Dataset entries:
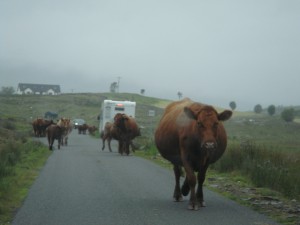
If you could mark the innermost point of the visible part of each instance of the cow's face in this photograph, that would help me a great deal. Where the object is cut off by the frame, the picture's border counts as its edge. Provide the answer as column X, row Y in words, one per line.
column 207, row 122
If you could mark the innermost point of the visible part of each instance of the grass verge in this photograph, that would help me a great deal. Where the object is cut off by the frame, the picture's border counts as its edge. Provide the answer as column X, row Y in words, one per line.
column 14, row 185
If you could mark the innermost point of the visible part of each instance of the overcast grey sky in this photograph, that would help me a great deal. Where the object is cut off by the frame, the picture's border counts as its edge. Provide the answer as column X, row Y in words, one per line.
column 213, row 51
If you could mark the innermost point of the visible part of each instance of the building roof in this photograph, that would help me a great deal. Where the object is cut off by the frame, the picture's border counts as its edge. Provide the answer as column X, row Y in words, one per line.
column 39, row 87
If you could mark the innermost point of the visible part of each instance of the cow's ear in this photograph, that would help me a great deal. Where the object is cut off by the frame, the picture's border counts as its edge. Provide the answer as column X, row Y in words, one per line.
column 225, row 115
column 190, row 114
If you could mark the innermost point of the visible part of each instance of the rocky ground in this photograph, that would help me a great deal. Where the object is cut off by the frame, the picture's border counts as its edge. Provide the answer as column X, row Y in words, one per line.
column 281, row 209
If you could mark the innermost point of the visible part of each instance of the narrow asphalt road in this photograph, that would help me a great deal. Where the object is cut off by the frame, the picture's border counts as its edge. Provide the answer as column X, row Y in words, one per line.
column 82, row 185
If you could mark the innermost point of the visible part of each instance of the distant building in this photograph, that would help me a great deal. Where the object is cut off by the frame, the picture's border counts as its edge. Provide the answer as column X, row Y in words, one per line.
column 38, row 89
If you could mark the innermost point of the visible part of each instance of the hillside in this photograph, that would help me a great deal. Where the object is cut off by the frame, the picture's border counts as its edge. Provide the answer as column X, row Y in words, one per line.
column 260, row 128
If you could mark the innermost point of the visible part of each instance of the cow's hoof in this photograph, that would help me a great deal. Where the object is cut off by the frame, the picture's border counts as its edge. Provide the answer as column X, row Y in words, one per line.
column 202, row 204
column 193, row 206
column 177, row 199
column 185, row 189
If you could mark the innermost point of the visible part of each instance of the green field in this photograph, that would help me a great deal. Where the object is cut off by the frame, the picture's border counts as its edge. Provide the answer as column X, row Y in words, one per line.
column 262, row 148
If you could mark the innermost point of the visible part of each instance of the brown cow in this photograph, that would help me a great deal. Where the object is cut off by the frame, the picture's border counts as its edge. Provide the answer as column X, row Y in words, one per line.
column 67, row 127
column 110, row 132
column 39, row 126
column 191, row 135
column 92, row 129
column 82, row 128
column 54, row 132
column 127, row 131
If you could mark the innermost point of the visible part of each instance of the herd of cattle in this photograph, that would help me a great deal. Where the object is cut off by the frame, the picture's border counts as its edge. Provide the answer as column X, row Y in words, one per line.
column 189, row 135
column 58, row 131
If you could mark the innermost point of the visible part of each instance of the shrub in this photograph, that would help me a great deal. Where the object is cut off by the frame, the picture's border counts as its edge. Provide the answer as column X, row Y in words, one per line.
column 288, row 115
column 266, row 167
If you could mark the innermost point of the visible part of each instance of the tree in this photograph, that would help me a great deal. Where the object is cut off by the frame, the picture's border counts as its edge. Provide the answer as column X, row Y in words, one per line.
column 288, row 115
column 7, row 91
column 179, row 94
column 258, row 108
column 271, row 110
column 232, row 105
column 114, row 87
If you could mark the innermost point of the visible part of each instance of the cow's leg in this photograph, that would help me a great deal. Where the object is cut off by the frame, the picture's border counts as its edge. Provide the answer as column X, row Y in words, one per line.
column 133, row 147
column 185, row 189
column 59, row 141
column 191, row 180
column 51, row 141
column 109, row 146
column 177, row 192
column 103, row 142
column 120, row 147
column 201, row 178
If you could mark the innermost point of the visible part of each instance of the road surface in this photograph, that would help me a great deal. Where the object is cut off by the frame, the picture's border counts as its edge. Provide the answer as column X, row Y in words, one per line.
column 82, row 185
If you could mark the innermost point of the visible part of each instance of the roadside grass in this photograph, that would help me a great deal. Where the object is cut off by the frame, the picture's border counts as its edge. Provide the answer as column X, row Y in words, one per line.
column 20, row 161
column 17, row 175
column 263, row 150
column 233, row 182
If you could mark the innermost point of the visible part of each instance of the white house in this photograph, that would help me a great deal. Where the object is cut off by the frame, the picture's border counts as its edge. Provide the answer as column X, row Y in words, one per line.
column 38, row 89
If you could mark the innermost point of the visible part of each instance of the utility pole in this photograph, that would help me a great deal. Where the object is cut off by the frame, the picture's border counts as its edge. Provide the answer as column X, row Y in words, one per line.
column 118, row 83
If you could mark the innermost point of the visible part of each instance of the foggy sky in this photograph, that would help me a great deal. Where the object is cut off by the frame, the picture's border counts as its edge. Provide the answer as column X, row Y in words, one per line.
column 211, row 51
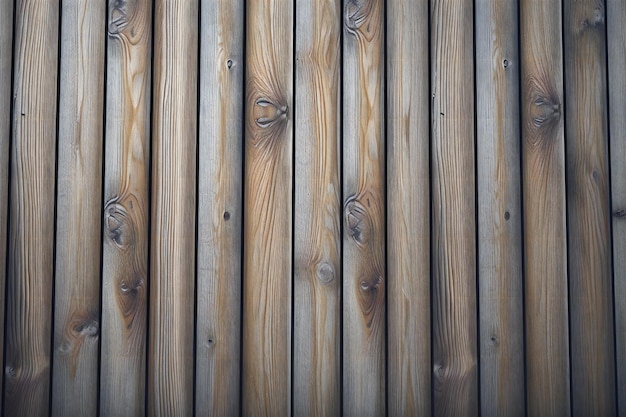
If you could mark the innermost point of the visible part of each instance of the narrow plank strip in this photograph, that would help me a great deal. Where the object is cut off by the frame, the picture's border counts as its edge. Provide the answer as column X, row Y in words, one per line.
column 455, row 338
column 317, row 241
column 79, row 195
column 364, row 279
column 543, row 167
column 408, row 221
column 220, row 210
column 591, row 305
column 172, row 252
column 499, row 209
column 30, row 271
column 126, row 209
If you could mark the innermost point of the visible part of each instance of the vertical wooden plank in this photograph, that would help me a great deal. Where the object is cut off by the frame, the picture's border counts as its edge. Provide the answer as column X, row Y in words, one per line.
column 79, row 195
column 220, row 191
column 408, row 221
column 591, row 305
column 499, row 209
column 364, row 278
column 268, row 208
column 126, row 209
column 31, row 239
column 172, row 256
column 317, row 241
column 543, row 167
column 616, row 38
column 455, row 382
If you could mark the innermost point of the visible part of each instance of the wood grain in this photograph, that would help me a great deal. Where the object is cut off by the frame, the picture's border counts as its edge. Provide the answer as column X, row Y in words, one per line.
column 543, row 168
column 31, row 239
column 79, row 195
column 172, row 250
column 455, row 367
column 126, row 209
column 499, row 209
column 220, row 191
column 317, row 241
column 408, row 220
column 364, row 277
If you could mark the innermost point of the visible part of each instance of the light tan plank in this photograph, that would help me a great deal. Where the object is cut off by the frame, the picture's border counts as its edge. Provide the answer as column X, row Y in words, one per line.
column 220, row 210
column 408, row 221
column 79, row 195
column 31, row 239
column 364, row 279
column 545, row 257
column 126, row 209
column 317, row 244
column 499, row 209
column 172, row 258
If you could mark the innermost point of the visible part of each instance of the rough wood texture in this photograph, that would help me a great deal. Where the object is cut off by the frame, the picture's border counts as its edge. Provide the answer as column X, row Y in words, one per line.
column 408, row 222
column 590, row 286
column 268, row 209
column 172, row 256
column 317, row 241
column 218, row 318
column 126, row 209
column 79, row 195
column 455, row 378
column 364, row 278
column 499, row 209
column 616, row 37
column 547, row 363
column 30, row 269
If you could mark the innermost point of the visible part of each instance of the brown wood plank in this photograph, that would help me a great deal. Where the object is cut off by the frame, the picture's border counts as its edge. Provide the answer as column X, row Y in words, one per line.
column 499, row 209
column 172, row 251
column 455, row 378
column 126, row 209
column 590, row 286
column 268, row 208
column 31, row 239
column 408, row 203
column 317, row 241
column 543, row 168
column 220, row 210
column 79, row 195
column 364, row 278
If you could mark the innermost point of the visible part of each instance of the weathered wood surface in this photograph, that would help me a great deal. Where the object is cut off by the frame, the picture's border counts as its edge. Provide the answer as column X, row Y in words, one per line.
column 172, row 250
column 317, row 236
column 499, row 209
column 126, row 209
column 364, row 275
column 220, row 211
column 32, row 205
column 455, row 338
column 543, row 168
column 78, row 224
column 408, row 220
column 267, row 292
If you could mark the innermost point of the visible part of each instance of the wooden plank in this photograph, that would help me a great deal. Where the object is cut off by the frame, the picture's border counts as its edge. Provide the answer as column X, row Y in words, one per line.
column 126, row 209
column 79, row 184
column 499, row 209
column 364, row 277
column 455, row 339
column 31, row 239
column 616, row 38
column 589, row 235
column 317, row 240
column 172, row 251
column 408, row 203
column 220, row 190
column 268, row 209
column 543, row 167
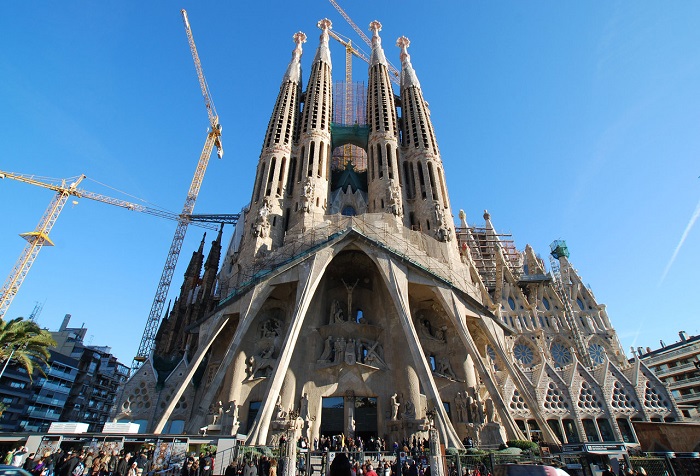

Your objective: Only the lines from the one with "of the wooden" through the last line above belong in the answer. Reproduce them exactly, without the pictures.

Solved problem:
If you could mark the innermost point of the visible part of each instance of the wooden plank in this photograph, that would help me a great deal. Where the object is cut off by the frame, the picture's border counts as its edge. Provide the answer as column X, row Y in words, one per line.
column 126, row 209
column 79, row 184
column 499, row 209
column 364, row 277
column 455, row 339
column 31, row 239
column 616, row 38
column 589, row 235
column 317, row 240
column 172, row 251
column 408, row 203
column 220, row 190
column 268, row 209
column 543, row 167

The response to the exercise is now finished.